### ACTIVITY:
Set down all of the entries precisely as they were written.

Records from a data collection

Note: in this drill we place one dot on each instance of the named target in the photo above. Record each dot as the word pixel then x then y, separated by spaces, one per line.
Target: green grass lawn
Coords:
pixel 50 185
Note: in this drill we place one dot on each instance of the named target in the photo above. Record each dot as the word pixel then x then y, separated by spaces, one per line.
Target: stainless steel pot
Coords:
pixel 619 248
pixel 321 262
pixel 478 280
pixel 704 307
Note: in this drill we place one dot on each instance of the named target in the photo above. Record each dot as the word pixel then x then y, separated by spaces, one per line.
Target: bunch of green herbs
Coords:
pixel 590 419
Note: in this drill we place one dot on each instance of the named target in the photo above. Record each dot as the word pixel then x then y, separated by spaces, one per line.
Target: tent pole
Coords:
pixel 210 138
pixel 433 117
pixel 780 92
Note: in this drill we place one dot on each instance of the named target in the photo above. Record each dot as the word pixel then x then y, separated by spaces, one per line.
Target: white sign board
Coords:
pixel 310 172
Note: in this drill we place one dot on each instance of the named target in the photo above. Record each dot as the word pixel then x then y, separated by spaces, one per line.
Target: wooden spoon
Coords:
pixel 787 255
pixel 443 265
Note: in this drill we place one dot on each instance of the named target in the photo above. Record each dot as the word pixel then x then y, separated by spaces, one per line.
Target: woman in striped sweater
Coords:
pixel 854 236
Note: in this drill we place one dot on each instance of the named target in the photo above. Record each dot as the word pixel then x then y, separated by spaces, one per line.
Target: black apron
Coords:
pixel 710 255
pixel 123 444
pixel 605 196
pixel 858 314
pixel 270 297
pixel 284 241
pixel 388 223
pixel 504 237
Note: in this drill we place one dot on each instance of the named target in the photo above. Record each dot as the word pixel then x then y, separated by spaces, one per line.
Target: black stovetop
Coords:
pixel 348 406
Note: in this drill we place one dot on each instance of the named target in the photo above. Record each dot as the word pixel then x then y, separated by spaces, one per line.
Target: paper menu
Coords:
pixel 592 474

### COMPLETED TASK:
Note: in this drill we place one dot on each instance of the named target in the photo above. Record each dot as the word pixel then x then y, separated by spaces, one per line.
Target: green grass lawn
Coords:
pixel 50 185
Note: in this drill we place one dot on each instance of the named target in the photo above. Record each dot as the word pixel then x then y, separated by spaces, one per line.
Target: stainless steel pot
Coords:
pixel 619 248
pixel 321 262
pixel 478 280
pixel 704 307
Note: in this drill we place one dot on each instance of the named target in the photo above. Record each dot as the word pixel then x then y, separated by spaces, one per line.
Target: bunch of green herbs
Coords:
pixel 590 419
Note: in this drill we place one dot on each instance of the named target in the photo above. Record each dot as the word pixel then x then y, separated by spaces, one per line.
Target: tent pole
Coords:
pixel 210 138
pixel 433 117
pixel 780 92
Note: in this drill we place one dot on each instance of the named target in the photo above. Record each dot as the word pixel then x then y, separated by spaces, one per line.
Target: white sign board
Coords:
pixel 310 172
Note: in this drill we place one dot on each instance of the named target in the photo above. Record each dot as the word pixel then x then y, separated by spaces, one per line.
Target: wooden spoon
Coords:
pixel 787 255
pixel 443 265
Note: in this drill we place one dot on each instance of the named target in the photo above. Record each dot as the word pixel then x then y, separated by spaces, one per line.
Target: woman in striped sweater
Coords:
pixel 854 236
Note: in this drill we place one dot on each instance of the named target in the photo above. Record each dot as the word pixel then x then y, separated by spaces, one per line.
Target: black apron
Coords:
pixel 710 255
pixel 123 444
pixel 605 196
pixel 858 314
pixel 270 297
pixel 284 241
pixel 388 223
pixel 504 237
Note: in this drill we place one dot on each instance of the named target in the photo above. Record each dot as the word pixel then x then y, separated by spaces, one per line.
Target: black stovetop
Coords:
pixel 348 406
Note: in this drill we place one dot on each instance of the named target in the photo above. Record each dot as the word pixel then x then y, separated by spaces, one per line.
Target: paper menu
Coords:
pixel 592 474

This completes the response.